◆ **TRECHO DO DOCUMENTO**
- - -
Entramos na Semana Maior! A partir de hoje, a Igreja entra no mistério da Paixão, Morte e Ressurreição de Jesus Cristo. Com a celebração do Domingo de Ramos ou Domingo da Paixão de Nosso Senhor, a espiritualidade do mistério pascal se atualiza na vida da Igreja, dando novo vigor ao corpo místico de Cristo, associando cada membro aos eventos finais da vida pública de Jesus em Jerusalém. Até a Solene Vigília Pascal, seguiremos os passos de Nosso Senhor, não apenas como espectadores, mas como participantes da graça salvífica.
Por isso, é preciso mergulhar na espiritualidade própria de cada uma das celebrações que viveremos nos próximos dias, a começar da do Domingo de Ramos.
O relato bíblico
A celebração de hoje faz memória da entrada messiânica triunfal de Jesus em Jerusalém. Como era comum aos judeus, todos os anos se subia à Cidade Santa para a celebração da páscoa judaica e oferecer sacrifícios e holocaustos no Templo. O Evangelho narra uma dessas subidas em que Jesus entra na cidade montado em um jumento e é aclamado pelas multidões, que o saudavam com ramos e galhos de árvores, cantando: Hosana! Bendito o que vem em nome do Senhor!
A fama de Jesus era crescente: seus discursos, sinais e milagres na Galiléia e na Decápole fizeram seu nome ser conhecido entre os judeus à época. Poucos dias antes, ainda a caminho de Jerusalém, ele ressuscita Lázaro em Betânia, o projetando ainda mais. Muito provavelmente, aqueles que o aplaudiam em sua entrada sabiam deste último fato e já percebiam que ali não estava um mero profeta e sim aquele que daria início à era messiânica em Israel.
Israel, subjugado por Roma, esperava que o Rei e Messias, ao entrar em Jerusalém, cidade santa, sede do Templo, libertasse o povo judeu da servidão ao poder pagão e inaugurasse tempos de júbilo. A multidão ainda não entendia o sentido mais profundo daquele gesto de Jesus. A começar do animal escolhido, um jumento, símbolo da paz e da humildade (e não montado em um cavalo, sinal de riqueza e da guerra), Cristo foi aos poucos fazendo uma ruptura com as expectativas judaicas.
- - -
◆ **DADOS**
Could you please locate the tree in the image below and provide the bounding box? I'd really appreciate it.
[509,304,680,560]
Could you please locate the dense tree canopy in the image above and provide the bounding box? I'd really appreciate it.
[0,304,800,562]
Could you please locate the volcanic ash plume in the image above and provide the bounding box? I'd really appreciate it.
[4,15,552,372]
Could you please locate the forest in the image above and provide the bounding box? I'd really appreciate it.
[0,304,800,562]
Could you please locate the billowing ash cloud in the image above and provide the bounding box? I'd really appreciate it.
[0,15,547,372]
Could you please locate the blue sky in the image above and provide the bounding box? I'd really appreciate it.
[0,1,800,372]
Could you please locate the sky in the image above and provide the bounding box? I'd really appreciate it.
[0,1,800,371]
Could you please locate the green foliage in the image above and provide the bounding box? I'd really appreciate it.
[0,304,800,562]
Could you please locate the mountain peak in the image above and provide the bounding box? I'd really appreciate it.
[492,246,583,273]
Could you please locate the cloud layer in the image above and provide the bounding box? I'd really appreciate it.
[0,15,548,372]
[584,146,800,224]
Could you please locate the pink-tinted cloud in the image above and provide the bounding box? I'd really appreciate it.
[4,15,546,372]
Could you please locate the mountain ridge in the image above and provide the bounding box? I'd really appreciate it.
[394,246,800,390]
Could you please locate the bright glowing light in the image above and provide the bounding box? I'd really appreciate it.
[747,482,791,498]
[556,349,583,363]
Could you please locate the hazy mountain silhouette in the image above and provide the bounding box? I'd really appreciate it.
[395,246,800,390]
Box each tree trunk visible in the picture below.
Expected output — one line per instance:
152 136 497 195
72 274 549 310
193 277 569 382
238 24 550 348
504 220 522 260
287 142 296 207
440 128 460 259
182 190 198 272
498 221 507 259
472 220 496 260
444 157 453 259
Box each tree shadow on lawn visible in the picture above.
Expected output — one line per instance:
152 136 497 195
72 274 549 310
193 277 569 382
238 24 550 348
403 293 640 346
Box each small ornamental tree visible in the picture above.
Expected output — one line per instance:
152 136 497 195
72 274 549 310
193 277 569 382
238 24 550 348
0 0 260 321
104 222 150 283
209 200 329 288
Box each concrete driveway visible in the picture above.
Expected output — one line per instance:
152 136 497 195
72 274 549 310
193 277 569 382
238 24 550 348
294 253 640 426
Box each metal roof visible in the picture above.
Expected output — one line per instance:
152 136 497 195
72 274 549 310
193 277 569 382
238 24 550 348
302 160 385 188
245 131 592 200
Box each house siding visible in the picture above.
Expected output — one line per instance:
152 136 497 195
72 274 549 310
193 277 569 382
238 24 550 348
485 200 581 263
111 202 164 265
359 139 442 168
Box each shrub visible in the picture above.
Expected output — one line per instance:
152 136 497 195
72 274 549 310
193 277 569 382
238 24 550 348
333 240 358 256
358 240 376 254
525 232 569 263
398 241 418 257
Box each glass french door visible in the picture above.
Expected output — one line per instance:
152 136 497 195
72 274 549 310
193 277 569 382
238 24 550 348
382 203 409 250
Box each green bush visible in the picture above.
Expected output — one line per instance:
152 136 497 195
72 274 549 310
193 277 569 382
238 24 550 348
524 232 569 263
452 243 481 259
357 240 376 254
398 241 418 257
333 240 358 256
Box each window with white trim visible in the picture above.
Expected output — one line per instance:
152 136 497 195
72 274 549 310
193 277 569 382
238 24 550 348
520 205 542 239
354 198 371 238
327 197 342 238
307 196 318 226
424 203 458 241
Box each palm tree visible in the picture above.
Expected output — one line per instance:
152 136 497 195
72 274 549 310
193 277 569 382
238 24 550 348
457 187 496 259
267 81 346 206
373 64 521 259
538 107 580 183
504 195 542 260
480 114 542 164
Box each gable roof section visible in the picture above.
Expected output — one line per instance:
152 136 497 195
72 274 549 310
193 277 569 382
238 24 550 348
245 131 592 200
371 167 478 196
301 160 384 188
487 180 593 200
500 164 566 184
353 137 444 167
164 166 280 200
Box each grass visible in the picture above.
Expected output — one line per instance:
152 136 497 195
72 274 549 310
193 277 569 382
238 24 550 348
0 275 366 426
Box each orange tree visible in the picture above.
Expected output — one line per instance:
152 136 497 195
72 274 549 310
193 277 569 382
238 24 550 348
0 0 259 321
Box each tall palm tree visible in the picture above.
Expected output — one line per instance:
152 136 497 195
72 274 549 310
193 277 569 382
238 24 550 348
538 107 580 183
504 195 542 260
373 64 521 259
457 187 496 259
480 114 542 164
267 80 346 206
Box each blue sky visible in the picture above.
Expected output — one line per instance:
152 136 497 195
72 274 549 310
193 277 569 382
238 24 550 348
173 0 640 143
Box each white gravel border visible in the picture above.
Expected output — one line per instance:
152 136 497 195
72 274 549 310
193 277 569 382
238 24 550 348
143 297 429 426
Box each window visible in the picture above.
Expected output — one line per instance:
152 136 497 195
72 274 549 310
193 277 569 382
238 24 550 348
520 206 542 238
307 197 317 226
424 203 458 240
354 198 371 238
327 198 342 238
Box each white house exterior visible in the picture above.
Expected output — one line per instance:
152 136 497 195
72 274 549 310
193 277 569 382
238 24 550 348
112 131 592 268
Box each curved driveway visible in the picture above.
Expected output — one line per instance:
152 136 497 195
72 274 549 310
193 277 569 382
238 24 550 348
- - -
◆ **PARTES DO EXERCÍCIO**
1) Responda com base no texto sobre o Domingo de Ramos:
(a) Em que animal Jesus entra em Jerusalém?
(b) Em que lugar Jesus ressuscita Lázaro?
(c) A que poder Israel estava subjugado?
2) Indique se cada afirmação concorda com o texto sobre o Domingo de Ramos:
(a) Jesus entra em Jerusalém montado em um cavalo.
(b) A multidão entendia o sentido mais profundo do gesto de Jesus.
(c) Os judeus subiam todos os anos à Cidade Santa para a páscoa judaica.
3) Reproduza sem alterações o trecho do texto sobre o Domingo de Ramos que vai de "Por isso, é" a "nome do Senhor!".

◆ **SOLUÇÕES DOS PROBLEMAS**
1)
(a) Em um jumento.
(b) Em Betânia.
(c) A Roma.

2)
(a) Não: "Jesus entra na cidade montado em um jumento".
(b) Não: "A multidão ainda não entendia o sentido mais profundo daquele gesto de Jesus."
(c) Sim: "todos os anos se subia à Cidade Santa para a celebração da páscoa judaica".

3)
Por isso, é preciso mergulhar na espiritualidade própria de cada uma das celebrações que viveremos nos próximos dias, a começar da do Domingo de Ramos.
O relato bíblico
A celebração de hoje faz memória da entrada messiânica triunfal de Jesus em Jerusalém. Como era comum aos judeus, todos os anos se subia à Cidade Santa para a celebração da páscoa judaica e oferecer sacrifícios e holocaustos no Templo. O Evangelho narra uma dessas subidas em que Jesus entra na cidade montado em um jumento e é aclamado pelas multidões, que o saudavam com ramos e galhos de árvores, cantando: Hosana! Bendito o que vem em nome do Senhor!